● **THE PROBLEM**
Output the data that follows exactly, line for line.

● **EXTRACTED INFORMATION**
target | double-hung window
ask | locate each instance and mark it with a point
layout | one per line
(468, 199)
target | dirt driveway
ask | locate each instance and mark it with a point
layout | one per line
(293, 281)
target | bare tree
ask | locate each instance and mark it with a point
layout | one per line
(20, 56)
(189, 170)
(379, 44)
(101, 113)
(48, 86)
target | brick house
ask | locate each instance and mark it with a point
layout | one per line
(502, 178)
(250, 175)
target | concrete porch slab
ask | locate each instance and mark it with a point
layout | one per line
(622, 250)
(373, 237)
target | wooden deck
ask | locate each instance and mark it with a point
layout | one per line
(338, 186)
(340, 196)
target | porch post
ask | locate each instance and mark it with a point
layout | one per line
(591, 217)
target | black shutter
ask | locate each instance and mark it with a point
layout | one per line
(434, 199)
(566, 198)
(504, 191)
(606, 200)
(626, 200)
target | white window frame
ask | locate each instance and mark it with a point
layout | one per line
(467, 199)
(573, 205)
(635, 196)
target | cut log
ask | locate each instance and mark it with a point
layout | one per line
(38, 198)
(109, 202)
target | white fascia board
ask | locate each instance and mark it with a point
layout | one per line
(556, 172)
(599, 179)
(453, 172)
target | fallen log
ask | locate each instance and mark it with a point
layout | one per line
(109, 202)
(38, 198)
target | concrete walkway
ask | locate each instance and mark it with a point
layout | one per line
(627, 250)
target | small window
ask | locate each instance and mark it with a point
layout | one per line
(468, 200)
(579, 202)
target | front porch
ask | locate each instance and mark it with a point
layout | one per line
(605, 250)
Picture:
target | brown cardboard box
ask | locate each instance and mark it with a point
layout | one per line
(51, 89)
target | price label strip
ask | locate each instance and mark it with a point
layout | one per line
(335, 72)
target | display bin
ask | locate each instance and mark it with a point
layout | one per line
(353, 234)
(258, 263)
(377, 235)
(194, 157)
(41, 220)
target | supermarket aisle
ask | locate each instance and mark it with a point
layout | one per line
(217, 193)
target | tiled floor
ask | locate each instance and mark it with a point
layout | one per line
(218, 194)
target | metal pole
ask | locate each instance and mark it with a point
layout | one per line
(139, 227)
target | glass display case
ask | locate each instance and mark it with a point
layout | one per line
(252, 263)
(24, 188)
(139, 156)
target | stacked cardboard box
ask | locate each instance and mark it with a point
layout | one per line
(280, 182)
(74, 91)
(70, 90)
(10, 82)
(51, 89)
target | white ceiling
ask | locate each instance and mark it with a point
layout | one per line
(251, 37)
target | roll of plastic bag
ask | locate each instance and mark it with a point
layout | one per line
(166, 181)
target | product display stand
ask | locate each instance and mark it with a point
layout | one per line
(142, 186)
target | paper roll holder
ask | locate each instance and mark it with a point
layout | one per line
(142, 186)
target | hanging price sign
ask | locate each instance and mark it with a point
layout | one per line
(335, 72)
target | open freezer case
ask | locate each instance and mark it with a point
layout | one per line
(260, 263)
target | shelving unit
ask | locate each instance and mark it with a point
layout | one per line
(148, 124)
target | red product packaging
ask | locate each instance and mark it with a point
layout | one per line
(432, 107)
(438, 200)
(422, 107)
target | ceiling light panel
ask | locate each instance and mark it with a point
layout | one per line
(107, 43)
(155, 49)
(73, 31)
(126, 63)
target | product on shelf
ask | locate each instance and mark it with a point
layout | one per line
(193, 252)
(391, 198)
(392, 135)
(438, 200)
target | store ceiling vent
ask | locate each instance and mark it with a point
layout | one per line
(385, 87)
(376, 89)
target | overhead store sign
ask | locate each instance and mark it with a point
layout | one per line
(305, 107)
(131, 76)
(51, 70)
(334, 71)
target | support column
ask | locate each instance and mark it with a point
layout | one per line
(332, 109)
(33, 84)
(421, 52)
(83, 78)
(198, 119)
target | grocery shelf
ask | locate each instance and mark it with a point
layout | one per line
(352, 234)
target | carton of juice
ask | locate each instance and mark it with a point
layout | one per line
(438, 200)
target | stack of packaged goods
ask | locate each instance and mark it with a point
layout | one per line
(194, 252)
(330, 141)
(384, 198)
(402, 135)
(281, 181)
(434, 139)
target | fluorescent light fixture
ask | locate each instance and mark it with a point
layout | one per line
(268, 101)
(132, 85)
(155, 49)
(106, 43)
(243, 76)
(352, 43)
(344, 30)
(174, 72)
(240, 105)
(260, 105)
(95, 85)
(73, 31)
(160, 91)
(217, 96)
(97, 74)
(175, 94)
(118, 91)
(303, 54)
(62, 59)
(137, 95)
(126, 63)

● **EXERCISE RESPONSE**
target | double-hung window
ask | locate each instance and mark it with a point
layout | one per line
(468, 199)
target | dirt driveway
ask | locate each instance and mark it with a point
layout | one per line
(293, 281)
target | bare tree
ask | locate each instance and mark it with a point
layout | one per line
(20, 56)
(189, 170)
(379, 44)
(101, 113)
(48, 86)
target | brick house
ask | locate each instance and mark it with a point
layout | one per line
(502, 178)
(250, 175)
target | concrete porch slab
ask | locate each instance and mark it with a point
layout | one per line
(622, 250)
(373, 237)
target | wooden deck
ask | locate each instance and mark it with a point
layout | one per line
(338, 186)
(340, 196)
target | porch post
ask | locate each instance and mark it with a point
layout | one per line
(591, 217)
target | black shutter
ask | locate each instance and mark it with a point
layout | one per line
(434, 199)
(566, 198)
(504, 191)
(606, 200)
(626, 200)
target | white window frame
ask | locate each instance and mark it with a point
layout | one per line
(467, 199)
(573, 205)
(635, 196)
target | cut log
ask | locate each instance and mark it with a point
layout | one per line
(38, 198)
(109, 202)
target | white fascia board
ask | locate each instance and mark it with a point
layout | one per line
(556, 172)
(599, 179)
(453, 172)
target | fallen log
ask | locate each instance and mark it with a point
layout | one per line
(109, 202)
(38, 198)
target | concrete walkway
ask | locate each instance and mark it with a point
layout | one per line
(627, 250)
target | small window
ask | locate each instance and mark it with a point
layout | one per line
(468, 200)
(579, 202)
target | front porch
ask | locate each instance and mark it with a point
layout | one per line
(605, 250)
Picture:
target | brown cardboard box
ask | locate each instance and mark it with a point
layout | one per line
(51, 89)
target | price label strip
ask | locate each instance and mark it with a point
layout | one per line
(335, 72)
target | display bin
ask | locate each instance and mark it with a point
layout | one per line
(353, 234)
(258, 263)
(377, 235)
(194, 157)
(41, 220)
target | supermarket aisle
ask | locate each instance and mark it with a point
layout | one per line
(217, 193)
target | tiled floor
ask | locate each instance and mark it with a point
layout | one per line
(218, 194)
target | metal pole
ask | locate each instance and mark it with a point
layout | one per line
(139, 227)
target | glass display case
ask | locate each instance and mark it with a point
layout | one per line
(252, 263)
(24, 188)
(139, 156)
target | stacked cardboard box
ask | locate each instance and mark it with a point
layout | one per line
(280, 182)
(74, 91)
(70, 90)
(10, 82)
(51, 89)
target | white ceiling
ask | locate each instance and mark it with a point
layout | one per line
(251, 37)
target | roll of plastic bag
ask | locate each instance and mark it with a point
layout | one per line
(166, 181)
target | product display stand
ask | locate each instance and mark it with a point
layout | one per line
(142, 186)
target | paper roll holder
ask | locate each instance and mark it with a point
layout | one per line
(142, 186)
target | hanging price sign
ask | locate each instance and mark it with a point
layout | one per line
(335, 72)
target | open freezer case
ask | locate each instance and mark it with a point
layout | one per line
(260, 263)
target | shelving unit
ask | locate each instance and mark it with a point
layout | one per line
(148, 124)
target | red product packaging
ask | locate each instance and mark it with a point
layout | one per line
(432, 107)
(438, 200)
(422, 107)
target | ceiling light panel
ask | locate each instance and mark it with a point
layout | one per line
(107, 43)
(155, 49)
(73, 31)
(126, 63)
target | product on shelf
ask | locate each instance and mark it with a point
layout | one per line
(193, 252)
(391, 198)
(392, 135)
(438, 200)
target | store ceiling vent
ask | locate each instance and mark it with a point
layout | one per line
(385, 87)
(376, 89)
target | overhead store sign
ask | locate each instance and mark it with a point
layout | one per line
(305, 107)
(131, 76)
(51, 70)
(334, 71)
target | support column
ask | locate each instance and mark it with a point
layout | one per line
(332, 109)
(33, 84)
(421, 52)
(83, 78)
(198, 119)
target | grocery shelf
ask | locate each instance and mark it with a point
layout | one per line
(352, 234)
target | carton of juice
ask | locate each instance and mark it with a point
layout | one per line
(438, 200)
target | stack of packaged goods
ask | locate each instance and mark it with a point
layout | one per line
(194, 252)
(330, 141)
(384, 198)
(402, 135)
(281, 181)
(434, 139)
target | fluorescent light fixture
ask | locate each instance and mark it with a point
layout | one per line
(268, 101)
(132, 85)
(155, 49)
(106, 43)
(243, 76)
(352, 43)
(344, 30)
(174, 72)
(240, 105)
(260, 105)
(95, 85)
(73, 31)
(160, 91)
(217, 96)
(97, 74)
(175, 94)
(118, 91)
(303, 54)
(62, 59)
(137, 95)
(126, 63)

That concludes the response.